Each line from the one containing "in white shirt." through the last line of the records below is to be repeated as written, with nothing added.

## GIVEN RECORDS
+ + + + +
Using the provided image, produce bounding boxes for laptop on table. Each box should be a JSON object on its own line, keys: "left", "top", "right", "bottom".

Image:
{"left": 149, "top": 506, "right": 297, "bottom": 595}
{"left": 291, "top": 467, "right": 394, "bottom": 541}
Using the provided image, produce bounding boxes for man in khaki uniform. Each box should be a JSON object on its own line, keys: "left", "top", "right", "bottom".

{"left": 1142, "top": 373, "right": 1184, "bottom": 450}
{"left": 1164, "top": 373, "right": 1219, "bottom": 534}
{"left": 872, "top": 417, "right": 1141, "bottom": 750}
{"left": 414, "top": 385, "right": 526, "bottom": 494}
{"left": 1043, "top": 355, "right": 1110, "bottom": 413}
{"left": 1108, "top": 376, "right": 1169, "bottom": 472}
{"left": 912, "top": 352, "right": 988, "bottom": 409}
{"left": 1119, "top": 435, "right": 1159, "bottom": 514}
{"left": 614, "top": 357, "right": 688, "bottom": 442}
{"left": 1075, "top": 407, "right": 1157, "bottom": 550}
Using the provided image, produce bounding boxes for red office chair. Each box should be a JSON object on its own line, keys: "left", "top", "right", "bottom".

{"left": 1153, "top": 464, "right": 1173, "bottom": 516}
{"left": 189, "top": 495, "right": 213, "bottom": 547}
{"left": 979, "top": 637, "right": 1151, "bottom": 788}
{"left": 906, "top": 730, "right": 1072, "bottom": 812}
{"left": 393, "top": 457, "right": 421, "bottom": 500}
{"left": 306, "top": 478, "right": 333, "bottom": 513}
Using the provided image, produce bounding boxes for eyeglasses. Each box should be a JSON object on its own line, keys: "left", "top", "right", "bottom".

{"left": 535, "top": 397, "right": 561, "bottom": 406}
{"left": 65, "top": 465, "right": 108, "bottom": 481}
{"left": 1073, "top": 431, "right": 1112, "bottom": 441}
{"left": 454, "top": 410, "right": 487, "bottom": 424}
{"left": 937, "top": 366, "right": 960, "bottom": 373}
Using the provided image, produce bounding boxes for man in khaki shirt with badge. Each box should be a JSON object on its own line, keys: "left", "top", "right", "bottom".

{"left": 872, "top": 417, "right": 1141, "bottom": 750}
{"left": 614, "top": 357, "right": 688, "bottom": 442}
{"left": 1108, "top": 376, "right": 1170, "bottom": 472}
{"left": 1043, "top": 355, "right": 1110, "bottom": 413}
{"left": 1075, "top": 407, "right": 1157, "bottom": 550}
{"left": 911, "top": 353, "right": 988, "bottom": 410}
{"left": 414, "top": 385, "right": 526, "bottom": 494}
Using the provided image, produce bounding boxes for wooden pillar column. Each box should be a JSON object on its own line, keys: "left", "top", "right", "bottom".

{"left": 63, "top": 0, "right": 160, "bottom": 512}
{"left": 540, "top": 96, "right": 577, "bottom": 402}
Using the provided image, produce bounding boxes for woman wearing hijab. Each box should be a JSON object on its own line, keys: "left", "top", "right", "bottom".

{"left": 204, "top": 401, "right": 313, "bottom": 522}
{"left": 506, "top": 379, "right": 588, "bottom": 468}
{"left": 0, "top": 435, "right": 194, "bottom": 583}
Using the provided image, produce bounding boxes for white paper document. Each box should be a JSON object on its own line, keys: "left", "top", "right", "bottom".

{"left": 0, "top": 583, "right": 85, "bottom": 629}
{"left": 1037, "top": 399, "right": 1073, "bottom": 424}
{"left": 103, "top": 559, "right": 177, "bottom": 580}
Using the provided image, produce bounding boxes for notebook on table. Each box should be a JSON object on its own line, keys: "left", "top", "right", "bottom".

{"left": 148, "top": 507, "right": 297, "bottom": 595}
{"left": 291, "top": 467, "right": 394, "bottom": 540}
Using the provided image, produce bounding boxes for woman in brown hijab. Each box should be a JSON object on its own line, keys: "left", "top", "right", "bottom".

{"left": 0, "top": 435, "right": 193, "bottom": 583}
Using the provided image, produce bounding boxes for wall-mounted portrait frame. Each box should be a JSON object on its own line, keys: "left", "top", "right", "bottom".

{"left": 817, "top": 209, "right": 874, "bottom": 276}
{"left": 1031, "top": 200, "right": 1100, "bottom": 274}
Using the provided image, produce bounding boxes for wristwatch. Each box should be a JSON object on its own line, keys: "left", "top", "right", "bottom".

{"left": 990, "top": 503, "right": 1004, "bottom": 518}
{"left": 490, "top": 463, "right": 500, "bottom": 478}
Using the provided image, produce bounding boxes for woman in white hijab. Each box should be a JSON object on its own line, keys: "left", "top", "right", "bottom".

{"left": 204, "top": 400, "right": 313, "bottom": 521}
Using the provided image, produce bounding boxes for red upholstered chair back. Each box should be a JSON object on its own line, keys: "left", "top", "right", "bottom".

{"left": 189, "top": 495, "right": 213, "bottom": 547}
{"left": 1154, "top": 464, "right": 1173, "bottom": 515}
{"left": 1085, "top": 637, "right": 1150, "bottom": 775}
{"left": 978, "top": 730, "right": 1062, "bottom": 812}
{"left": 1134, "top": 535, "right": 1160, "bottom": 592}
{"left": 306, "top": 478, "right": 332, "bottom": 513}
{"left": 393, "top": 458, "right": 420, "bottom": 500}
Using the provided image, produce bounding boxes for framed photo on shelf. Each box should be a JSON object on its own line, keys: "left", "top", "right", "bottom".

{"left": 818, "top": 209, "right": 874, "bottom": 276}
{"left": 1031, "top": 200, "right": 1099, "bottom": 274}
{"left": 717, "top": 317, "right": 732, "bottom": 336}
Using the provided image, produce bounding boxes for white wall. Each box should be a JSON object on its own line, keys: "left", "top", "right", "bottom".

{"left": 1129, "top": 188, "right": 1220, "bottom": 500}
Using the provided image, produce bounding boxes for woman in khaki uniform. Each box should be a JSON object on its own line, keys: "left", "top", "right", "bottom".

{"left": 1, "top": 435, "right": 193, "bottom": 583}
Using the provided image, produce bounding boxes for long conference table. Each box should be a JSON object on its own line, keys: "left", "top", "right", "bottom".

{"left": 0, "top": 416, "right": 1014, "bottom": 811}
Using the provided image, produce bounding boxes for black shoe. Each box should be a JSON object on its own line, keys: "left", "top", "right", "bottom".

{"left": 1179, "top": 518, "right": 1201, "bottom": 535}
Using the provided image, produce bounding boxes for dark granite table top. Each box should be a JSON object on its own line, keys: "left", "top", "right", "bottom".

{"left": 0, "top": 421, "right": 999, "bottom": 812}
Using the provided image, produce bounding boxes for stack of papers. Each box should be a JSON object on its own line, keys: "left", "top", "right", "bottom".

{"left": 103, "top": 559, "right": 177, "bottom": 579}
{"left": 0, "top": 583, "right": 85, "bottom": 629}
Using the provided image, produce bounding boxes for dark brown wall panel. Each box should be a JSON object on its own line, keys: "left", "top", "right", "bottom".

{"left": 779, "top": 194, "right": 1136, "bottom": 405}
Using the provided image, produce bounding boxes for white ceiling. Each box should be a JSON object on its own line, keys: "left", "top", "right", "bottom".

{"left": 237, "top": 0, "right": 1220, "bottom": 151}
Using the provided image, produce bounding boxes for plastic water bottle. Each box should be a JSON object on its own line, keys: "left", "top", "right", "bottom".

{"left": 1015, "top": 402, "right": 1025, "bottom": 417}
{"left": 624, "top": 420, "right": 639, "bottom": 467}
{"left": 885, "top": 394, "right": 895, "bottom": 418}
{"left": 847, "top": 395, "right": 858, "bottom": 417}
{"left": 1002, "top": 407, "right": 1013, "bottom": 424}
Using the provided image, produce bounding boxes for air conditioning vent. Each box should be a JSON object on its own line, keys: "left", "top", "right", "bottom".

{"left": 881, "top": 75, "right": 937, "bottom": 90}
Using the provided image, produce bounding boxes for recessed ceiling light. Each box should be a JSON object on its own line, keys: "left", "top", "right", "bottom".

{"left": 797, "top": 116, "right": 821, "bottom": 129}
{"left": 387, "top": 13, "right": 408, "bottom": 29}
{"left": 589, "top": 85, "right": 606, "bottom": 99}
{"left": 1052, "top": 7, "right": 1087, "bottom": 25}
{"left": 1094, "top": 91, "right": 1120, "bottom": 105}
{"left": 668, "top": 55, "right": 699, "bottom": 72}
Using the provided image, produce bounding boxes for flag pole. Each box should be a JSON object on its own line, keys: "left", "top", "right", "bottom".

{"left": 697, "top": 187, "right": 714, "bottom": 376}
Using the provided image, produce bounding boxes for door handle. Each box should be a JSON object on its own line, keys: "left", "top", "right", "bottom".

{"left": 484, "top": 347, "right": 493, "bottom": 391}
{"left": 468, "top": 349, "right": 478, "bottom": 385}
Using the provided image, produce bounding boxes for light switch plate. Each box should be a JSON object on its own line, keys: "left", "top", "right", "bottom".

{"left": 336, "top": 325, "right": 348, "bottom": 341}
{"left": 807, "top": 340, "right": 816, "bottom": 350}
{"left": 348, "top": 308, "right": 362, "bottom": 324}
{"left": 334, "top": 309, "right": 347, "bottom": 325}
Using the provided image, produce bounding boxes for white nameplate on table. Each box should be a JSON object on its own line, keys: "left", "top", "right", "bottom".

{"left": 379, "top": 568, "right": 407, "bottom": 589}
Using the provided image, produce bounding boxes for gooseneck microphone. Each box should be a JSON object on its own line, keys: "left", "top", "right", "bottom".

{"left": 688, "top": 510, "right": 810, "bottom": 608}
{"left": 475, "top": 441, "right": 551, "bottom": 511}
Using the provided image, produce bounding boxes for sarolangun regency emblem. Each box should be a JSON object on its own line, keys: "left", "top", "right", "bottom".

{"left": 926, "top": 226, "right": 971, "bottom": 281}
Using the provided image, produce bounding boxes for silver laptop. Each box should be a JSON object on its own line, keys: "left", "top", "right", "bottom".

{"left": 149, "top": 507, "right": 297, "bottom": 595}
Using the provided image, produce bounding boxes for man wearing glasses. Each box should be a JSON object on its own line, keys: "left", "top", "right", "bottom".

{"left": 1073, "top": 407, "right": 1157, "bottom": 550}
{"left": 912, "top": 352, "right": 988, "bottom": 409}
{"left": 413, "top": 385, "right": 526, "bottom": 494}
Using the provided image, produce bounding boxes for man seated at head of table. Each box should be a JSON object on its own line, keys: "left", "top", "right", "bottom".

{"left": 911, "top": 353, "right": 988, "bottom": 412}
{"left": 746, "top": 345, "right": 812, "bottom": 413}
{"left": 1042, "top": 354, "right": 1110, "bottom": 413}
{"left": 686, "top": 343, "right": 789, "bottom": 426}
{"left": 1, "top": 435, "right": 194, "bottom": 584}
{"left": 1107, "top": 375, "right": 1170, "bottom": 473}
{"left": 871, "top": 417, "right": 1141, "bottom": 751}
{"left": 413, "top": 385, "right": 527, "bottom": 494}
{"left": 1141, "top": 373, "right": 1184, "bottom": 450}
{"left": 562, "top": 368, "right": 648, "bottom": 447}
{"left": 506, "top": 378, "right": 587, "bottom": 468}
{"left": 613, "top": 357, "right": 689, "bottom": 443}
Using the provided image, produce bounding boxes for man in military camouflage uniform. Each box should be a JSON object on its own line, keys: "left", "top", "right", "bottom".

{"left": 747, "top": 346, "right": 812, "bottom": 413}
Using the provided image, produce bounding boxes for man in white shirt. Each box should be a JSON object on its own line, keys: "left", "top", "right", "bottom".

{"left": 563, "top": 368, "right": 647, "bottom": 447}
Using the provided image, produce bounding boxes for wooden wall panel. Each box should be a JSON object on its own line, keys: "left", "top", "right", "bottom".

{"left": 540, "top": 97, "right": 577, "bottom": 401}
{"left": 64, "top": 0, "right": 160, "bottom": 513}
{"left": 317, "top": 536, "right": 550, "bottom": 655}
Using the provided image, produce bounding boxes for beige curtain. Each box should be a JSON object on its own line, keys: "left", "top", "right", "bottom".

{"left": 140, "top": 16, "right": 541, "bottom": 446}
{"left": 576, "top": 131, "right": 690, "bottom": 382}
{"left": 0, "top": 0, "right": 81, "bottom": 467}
+ + + + +
## EXPECTED ANSWER
Using the provided image, produce bounding boxes for man in white shirt. Each box should be a JSON object on its own line, keys: "left", "top", "right", "bottom".

{"left": 563, "top": 368, "right": 647, "bottom": 447}
Using the provided image, produce bounding boxes for wooden wall panel. Each box should be a JSON object on its own line, keys: "left", "top", "right", "bottom".

{"left": 540, "top": 97, "right": 577, "bottom": 401}
{"left": 64, "top": 0, "right": 160, "bottom": 513}
{"left": 317, "top": 536, "right": 550, "bottom": 655}
Using the provided image, produce bounding boxes for beige curtain. Each box should be a JSON object on its own line, keys: "left", "top", "right", "bottom".

{"left": 140, "top": 16, "right": 541, "bottom": 446}
{"left": 576, "top": 131, "right": 690, "bottom": 382}
{"left": 0, "top": 0, "right": 81, "bottom": 467}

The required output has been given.